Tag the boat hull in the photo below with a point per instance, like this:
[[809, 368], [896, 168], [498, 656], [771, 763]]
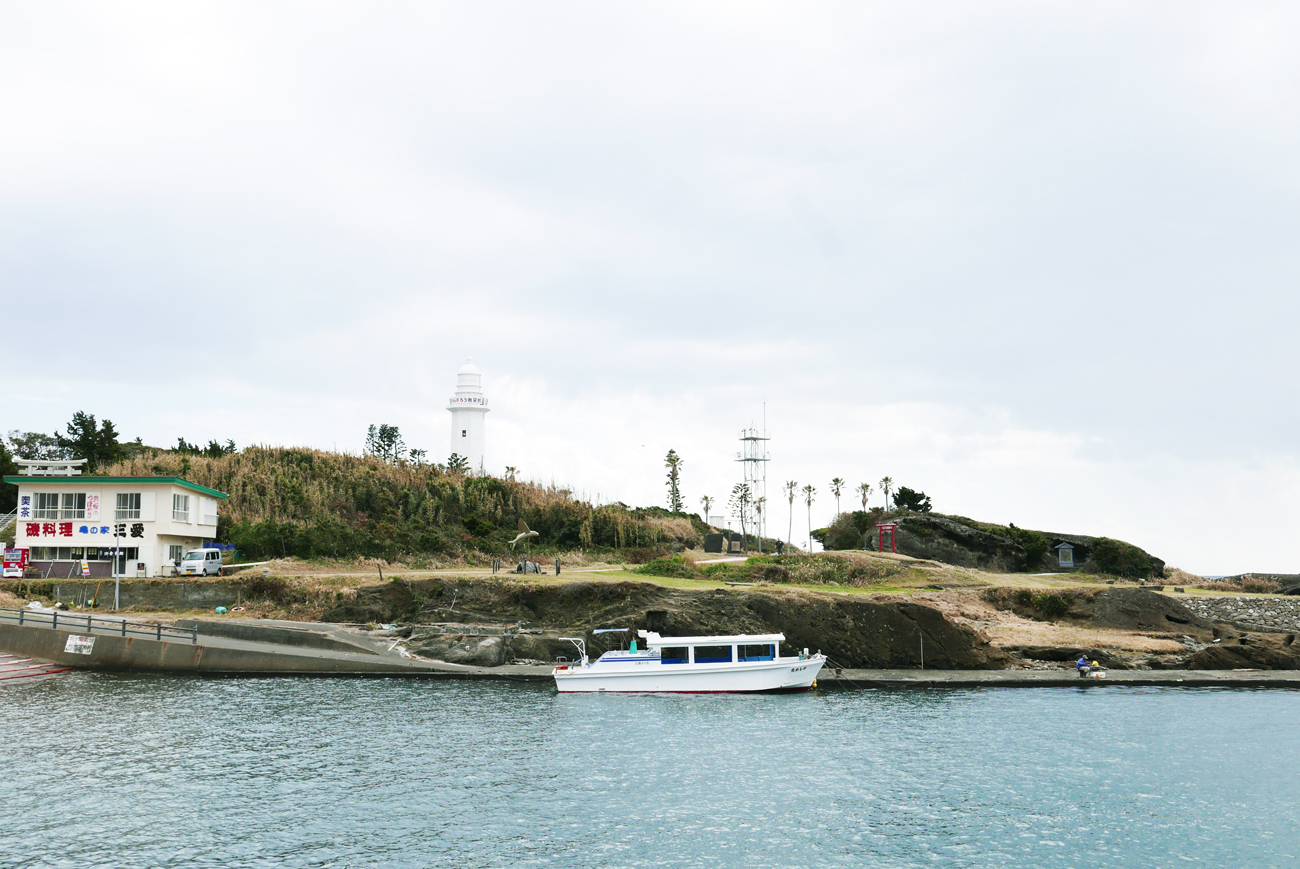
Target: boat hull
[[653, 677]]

+++++

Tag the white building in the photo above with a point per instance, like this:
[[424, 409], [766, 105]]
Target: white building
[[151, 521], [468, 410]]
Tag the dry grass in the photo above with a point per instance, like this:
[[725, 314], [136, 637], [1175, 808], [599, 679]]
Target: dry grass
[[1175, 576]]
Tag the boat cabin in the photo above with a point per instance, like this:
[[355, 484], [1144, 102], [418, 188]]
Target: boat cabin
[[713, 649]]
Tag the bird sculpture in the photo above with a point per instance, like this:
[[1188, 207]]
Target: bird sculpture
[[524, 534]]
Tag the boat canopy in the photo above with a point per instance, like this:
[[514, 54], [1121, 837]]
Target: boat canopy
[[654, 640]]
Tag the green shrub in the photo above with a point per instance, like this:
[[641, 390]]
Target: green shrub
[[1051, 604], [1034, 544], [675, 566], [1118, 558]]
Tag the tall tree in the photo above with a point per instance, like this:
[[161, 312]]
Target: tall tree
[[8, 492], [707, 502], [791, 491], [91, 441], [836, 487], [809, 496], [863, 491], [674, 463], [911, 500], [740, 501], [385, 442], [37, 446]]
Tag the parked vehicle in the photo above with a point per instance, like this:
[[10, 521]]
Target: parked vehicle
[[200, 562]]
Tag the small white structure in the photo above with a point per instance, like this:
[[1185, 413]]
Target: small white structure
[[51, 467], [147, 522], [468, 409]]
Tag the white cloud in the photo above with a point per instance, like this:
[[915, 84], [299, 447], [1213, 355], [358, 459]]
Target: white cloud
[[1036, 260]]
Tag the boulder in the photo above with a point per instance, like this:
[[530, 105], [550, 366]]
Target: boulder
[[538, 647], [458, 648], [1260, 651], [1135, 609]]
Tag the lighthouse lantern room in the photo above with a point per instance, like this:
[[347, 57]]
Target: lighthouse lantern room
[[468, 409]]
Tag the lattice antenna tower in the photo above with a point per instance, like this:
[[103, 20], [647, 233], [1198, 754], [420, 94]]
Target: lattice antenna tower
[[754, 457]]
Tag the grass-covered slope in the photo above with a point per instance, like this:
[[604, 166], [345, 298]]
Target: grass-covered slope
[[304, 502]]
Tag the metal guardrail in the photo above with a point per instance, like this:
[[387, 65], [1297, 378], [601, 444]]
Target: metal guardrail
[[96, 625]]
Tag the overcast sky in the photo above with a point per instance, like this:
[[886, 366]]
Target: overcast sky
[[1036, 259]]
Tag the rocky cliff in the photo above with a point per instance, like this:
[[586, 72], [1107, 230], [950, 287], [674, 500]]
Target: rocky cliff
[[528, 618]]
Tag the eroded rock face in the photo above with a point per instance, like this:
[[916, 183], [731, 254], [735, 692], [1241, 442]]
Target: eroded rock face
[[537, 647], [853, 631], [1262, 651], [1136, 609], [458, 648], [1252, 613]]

+++++

What is asked:
Rewrite the items from the line containing "Tag the boat hull" through the line containing "[[653, 677]]", swapping "boat hull" for "vessel hull" and keeping everything else the same. Omit the picture from your version.

Solution below:
Tag the vessel hull in the photo below with a point per instance, like this:
[[809, 368], [896, 168], [498, 656], [771, 763]]
Target: vessel hull
[[653, 677]]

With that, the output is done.